Imagine if you will the crankcase sitting full of oil when the motor is not running. When it gets very cold, (with the exception of synthetic oil) the oil in the crankcase begins to thicken and takes on the consistency of butter. Now imagine the tine starter motor trying to turn the crankshaft, rods and pistons up and down in the cylinders through that solid butter. That is why you get the ugh, ugh sound when you start on a cold morning.

The first type of block heater is a simple element. They simply drain the coolant and knock out one of the frost plugs that come with every engine and replace it with the element device. A frost plug is in fact there to protect the engine against the coolant freezing in that if your anti freeze solution is not strong enough, it freezes and like water it expands. Rather than cracking the block itself, engines are designed with frost plugs which "burst" and allow the frozen coolant to expand without cracking the block itself and ruining the entire engine. When the block heater is plugged in, the element begins to heat the coolant and the warms and thins the oil allowing the engine to turn over easily.

An in line block heater has an element and a small pump and installs into the heater hose line. It then heats and pumps the warm coolant all through the cooling system, in turn warming the oil with the same effect on starting. An added bonus is the coolant in the heater core is also warmed and when you turn on the heater, you get instant warmth.

Synthetic oil does not thicken and will allow the start motor to turn over the engine, eliminating the need for a block heater, but the best of all worlds is when you use both a block heater and synthetic oil. The car starts like summer in very cold temperatures.

Hope that helps to understand the purpose and physics of a block heater.


----------



## Dr.G.

Sinc, thank you for your in-depth explanation.


----------



## SkyHook

.

-.-.-

Direction a:
How many lines in the rows below contain the word "black"? Give only the number.

-.-.-

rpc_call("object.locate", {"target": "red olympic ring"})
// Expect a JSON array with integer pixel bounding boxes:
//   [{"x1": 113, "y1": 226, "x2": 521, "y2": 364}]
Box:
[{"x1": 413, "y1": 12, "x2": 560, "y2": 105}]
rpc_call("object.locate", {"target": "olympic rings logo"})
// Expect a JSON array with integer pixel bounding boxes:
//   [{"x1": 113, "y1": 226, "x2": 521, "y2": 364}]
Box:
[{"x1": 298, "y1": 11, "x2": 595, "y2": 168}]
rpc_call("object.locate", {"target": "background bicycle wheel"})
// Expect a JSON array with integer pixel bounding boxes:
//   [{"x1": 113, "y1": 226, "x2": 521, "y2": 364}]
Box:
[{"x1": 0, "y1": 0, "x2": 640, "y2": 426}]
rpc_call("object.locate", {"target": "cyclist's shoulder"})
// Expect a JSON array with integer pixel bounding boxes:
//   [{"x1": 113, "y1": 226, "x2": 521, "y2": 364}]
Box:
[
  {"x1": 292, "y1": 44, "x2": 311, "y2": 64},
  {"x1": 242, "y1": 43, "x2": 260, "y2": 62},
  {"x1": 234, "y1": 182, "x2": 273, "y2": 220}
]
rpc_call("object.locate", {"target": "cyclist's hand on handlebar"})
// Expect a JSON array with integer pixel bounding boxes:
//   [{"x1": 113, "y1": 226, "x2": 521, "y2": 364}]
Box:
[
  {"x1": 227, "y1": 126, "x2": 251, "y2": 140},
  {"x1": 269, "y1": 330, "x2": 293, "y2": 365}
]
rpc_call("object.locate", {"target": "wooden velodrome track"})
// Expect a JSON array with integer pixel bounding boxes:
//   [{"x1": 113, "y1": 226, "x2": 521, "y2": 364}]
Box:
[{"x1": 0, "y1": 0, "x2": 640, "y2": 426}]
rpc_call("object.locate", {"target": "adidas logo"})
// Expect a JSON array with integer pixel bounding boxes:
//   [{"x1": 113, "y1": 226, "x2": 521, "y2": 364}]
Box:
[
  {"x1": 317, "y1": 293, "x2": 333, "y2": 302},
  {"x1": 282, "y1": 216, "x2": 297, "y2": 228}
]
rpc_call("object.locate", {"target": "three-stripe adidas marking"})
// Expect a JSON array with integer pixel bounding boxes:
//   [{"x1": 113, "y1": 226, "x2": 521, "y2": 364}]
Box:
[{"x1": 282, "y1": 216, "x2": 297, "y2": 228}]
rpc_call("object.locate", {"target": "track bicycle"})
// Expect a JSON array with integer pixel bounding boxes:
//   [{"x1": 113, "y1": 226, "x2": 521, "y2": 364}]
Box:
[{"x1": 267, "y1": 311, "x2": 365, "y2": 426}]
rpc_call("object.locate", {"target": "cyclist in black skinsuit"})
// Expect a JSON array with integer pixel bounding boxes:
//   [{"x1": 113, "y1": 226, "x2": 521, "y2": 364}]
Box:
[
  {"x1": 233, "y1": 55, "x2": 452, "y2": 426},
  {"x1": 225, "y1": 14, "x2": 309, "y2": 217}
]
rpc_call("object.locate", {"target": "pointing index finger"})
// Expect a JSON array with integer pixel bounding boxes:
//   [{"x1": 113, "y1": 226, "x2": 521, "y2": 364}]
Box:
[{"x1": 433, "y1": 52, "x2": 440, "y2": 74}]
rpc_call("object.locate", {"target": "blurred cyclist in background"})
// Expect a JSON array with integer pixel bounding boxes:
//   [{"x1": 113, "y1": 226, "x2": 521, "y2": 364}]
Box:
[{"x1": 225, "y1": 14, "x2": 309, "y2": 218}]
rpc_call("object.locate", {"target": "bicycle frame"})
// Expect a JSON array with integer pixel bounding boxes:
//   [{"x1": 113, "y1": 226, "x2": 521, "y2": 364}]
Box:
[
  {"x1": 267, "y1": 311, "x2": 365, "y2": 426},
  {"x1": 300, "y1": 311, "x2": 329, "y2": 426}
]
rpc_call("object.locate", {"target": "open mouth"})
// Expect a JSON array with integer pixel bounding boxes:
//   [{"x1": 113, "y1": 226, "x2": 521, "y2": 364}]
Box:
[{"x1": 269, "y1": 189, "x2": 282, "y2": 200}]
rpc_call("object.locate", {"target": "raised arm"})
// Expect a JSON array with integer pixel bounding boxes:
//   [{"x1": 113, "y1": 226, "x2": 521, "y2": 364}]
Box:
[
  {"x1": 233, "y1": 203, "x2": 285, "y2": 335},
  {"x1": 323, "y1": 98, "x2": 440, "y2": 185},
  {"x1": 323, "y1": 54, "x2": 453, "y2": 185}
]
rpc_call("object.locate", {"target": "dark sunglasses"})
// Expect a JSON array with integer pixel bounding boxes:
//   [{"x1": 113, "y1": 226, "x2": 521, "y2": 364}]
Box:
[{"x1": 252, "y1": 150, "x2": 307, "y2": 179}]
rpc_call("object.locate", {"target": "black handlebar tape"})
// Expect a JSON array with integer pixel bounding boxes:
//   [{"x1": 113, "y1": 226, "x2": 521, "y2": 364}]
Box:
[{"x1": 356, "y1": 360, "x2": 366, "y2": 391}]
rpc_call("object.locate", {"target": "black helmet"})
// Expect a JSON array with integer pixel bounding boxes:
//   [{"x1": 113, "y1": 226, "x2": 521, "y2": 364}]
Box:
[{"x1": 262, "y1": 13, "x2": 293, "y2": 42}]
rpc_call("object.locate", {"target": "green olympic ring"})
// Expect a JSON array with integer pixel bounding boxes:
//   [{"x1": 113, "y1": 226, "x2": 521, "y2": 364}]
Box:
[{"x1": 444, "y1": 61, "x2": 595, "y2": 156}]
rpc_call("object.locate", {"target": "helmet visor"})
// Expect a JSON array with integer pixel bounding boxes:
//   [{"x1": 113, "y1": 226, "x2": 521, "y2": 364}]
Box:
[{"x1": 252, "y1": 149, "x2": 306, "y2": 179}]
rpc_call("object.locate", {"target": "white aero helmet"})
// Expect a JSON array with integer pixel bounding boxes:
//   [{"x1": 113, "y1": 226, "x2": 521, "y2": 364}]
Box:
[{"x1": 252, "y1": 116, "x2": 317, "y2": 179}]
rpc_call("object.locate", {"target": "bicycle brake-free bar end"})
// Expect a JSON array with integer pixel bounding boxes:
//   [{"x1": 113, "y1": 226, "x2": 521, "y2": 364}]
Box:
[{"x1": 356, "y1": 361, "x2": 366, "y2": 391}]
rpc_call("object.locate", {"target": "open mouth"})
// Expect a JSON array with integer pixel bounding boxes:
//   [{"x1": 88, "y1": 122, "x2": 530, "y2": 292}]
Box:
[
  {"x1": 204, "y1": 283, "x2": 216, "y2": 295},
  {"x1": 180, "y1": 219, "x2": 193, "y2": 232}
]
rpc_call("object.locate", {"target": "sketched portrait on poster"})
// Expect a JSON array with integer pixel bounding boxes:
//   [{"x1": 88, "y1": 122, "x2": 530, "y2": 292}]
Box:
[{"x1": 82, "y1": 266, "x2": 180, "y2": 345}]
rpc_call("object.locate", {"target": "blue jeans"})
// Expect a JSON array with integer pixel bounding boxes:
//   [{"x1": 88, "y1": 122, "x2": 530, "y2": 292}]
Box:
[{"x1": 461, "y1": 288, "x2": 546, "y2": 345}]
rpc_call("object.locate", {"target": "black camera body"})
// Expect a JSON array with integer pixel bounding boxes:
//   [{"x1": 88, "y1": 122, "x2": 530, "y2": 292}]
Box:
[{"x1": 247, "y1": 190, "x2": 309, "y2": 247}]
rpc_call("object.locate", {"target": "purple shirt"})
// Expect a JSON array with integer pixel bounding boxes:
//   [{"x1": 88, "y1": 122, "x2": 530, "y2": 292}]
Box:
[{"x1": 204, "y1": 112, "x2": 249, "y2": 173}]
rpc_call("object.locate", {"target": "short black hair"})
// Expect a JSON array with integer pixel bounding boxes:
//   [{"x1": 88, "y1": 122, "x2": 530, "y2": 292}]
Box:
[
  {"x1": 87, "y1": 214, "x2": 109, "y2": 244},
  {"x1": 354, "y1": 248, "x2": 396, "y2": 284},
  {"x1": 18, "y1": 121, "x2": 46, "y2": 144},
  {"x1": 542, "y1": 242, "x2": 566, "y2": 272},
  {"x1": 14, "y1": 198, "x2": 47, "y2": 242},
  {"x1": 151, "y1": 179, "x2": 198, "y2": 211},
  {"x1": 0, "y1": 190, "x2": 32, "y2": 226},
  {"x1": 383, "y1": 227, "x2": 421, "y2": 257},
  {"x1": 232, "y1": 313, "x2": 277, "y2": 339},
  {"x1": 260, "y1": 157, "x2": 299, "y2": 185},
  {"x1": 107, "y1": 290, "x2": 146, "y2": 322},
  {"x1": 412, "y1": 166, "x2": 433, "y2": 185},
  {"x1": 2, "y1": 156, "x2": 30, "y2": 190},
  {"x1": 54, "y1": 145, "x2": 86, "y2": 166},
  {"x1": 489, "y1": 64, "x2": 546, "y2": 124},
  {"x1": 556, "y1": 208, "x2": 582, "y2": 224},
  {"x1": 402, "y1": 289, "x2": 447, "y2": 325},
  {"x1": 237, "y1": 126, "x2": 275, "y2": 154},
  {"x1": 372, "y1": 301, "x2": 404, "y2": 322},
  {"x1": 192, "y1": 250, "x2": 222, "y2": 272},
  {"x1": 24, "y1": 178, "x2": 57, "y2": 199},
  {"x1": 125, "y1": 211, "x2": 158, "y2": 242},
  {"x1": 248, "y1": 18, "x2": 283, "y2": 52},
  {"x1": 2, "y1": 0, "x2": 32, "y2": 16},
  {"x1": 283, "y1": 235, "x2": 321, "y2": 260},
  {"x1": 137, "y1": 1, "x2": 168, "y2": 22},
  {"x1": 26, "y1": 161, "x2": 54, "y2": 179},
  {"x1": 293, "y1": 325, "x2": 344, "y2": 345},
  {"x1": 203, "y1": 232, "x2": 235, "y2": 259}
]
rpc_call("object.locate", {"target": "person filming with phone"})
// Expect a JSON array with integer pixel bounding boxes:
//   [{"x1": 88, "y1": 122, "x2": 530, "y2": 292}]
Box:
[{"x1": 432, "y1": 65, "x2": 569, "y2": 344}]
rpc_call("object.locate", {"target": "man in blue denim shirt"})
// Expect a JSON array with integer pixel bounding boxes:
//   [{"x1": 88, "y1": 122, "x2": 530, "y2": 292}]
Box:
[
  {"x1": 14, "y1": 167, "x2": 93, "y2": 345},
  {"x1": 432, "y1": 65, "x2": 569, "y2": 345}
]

-.-.-

Direction b:
Rewrite the block heater explanation from "An in line block" to "get instant warmth.", replacing "coolant" with "antifreeze".

Exercise output a:
5

Exercise output b:
An in line block heater has an element and a small pump and installs into the heater hose line. It then heats and pumps the warm antifreeze all through the cooling system, in turn warming the oil with the same effect on starting. An added bonus is the antifreeze in the heater core is also warmed and when you turn on the heater, you get instant warmth.